Exercise instructions :: Look for the word "house" in the entries below, then copy every line that has it.

Provided data ::
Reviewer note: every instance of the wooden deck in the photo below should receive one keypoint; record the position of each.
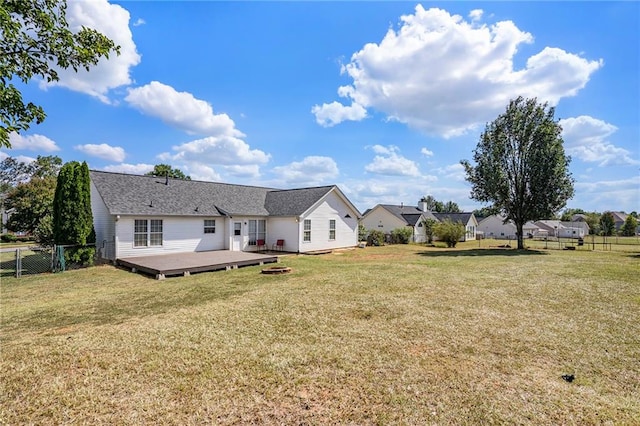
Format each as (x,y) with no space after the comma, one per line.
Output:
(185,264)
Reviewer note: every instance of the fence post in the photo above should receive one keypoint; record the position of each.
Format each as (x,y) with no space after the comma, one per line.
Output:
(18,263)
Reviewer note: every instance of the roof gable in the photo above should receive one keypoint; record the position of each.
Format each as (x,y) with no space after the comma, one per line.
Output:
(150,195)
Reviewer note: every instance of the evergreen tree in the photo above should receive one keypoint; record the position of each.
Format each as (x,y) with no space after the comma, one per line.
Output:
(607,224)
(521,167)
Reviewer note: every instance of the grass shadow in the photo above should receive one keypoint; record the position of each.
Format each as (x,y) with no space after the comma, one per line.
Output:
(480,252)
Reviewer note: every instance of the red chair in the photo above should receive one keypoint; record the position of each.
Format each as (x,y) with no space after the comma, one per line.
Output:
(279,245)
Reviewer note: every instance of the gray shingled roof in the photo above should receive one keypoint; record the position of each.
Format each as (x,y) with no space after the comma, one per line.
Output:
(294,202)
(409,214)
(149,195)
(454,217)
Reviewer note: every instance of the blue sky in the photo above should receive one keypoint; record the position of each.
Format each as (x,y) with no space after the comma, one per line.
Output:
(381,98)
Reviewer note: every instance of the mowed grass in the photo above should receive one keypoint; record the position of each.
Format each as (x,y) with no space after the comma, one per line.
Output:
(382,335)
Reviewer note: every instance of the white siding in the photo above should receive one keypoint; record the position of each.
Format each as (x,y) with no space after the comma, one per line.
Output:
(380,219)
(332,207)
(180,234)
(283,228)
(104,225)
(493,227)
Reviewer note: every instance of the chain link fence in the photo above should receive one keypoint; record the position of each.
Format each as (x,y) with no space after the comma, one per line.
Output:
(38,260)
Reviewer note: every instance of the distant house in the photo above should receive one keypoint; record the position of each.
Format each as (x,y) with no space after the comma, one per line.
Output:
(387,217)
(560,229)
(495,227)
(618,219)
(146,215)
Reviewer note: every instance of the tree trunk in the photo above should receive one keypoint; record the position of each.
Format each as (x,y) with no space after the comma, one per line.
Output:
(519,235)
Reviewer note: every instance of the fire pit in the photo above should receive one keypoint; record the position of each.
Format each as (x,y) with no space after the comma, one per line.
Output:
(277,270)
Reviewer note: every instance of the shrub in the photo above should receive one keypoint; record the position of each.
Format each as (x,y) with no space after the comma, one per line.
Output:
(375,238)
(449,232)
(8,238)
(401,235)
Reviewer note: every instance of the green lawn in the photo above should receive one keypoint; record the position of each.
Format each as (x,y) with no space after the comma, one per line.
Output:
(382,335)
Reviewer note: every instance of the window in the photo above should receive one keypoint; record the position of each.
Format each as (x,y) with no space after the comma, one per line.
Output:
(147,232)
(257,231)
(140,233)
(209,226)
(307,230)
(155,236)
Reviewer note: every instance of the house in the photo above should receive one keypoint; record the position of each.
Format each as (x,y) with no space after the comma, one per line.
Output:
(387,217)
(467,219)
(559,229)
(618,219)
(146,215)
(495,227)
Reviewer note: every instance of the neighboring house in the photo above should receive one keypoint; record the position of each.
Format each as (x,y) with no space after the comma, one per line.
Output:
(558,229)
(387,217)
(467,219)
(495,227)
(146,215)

==

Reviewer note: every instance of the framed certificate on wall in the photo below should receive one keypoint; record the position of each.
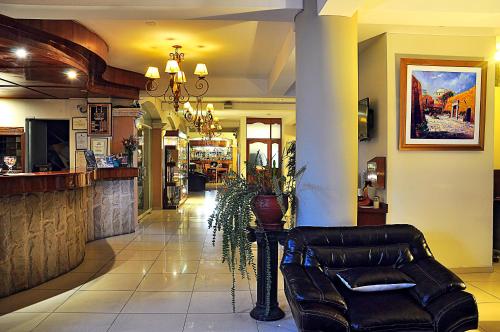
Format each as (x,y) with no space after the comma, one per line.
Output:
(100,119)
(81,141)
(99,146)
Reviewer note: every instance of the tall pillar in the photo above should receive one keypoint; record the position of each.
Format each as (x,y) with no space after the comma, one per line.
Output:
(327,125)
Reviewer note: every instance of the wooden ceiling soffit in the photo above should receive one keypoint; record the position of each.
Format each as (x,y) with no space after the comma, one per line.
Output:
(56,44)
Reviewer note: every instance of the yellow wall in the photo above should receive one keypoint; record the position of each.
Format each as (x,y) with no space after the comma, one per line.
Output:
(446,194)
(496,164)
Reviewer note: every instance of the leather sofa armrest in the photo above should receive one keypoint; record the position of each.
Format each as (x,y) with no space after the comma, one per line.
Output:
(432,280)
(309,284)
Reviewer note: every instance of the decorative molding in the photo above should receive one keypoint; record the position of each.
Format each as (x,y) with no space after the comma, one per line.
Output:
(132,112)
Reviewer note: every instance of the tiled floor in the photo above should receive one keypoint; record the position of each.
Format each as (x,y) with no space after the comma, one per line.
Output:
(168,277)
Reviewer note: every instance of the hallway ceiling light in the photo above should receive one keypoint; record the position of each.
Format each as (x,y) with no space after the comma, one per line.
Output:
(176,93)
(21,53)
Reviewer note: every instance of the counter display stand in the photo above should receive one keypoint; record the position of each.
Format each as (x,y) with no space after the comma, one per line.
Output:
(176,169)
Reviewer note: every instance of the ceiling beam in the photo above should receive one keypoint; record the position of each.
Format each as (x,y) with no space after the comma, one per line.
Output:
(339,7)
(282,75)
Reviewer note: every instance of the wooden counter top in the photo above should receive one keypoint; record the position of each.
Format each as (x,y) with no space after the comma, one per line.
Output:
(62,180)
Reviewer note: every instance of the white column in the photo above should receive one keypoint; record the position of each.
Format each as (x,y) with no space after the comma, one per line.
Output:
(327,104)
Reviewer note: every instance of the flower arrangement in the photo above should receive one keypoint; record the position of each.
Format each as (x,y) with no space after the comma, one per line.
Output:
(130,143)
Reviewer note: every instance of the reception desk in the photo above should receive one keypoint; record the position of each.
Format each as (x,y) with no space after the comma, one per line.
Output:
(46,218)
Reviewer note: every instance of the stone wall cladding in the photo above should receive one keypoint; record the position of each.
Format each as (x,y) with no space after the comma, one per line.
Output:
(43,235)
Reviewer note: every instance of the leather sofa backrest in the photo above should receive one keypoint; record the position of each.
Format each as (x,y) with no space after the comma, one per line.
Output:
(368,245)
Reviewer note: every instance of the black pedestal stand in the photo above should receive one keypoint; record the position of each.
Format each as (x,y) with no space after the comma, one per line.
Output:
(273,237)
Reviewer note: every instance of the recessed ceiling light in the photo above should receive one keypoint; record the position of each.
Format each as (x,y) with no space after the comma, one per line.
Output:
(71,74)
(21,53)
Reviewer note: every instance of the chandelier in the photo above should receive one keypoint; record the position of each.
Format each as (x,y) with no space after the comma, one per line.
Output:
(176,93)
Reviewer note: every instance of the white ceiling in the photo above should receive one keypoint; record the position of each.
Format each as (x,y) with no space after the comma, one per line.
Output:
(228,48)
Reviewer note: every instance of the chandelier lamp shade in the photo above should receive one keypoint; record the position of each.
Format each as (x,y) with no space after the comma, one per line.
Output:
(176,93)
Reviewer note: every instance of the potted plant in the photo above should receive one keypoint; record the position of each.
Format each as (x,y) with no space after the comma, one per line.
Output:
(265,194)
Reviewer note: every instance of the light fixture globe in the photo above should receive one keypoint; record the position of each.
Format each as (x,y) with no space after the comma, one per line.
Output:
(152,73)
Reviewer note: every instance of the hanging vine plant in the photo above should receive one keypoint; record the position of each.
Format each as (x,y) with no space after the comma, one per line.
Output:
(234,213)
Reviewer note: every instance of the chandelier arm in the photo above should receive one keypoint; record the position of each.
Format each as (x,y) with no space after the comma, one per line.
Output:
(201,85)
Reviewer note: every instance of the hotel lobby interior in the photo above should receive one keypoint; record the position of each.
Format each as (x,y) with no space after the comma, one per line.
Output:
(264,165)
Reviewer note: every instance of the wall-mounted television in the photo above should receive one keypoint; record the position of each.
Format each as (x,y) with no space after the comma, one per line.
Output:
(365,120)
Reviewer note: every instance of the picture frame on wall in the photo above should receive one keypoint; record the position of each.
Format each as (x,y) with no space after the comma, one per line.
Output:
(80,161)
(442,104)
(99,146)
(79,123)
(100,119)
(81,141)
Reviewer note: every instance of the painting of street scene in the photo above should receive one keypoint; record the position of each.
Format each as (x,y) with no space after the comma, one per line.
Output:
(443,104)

Task response ::
Reviewer note: every instance of the distant house in the photo above should receive one keypoint; record the position of each.
Reviewer note: every instance of the house in the photo above should receive one keypoint; record the position of each.
Reviewer note: every instance of the neighboring house in the photo above should receive one keypoint; record the position of each.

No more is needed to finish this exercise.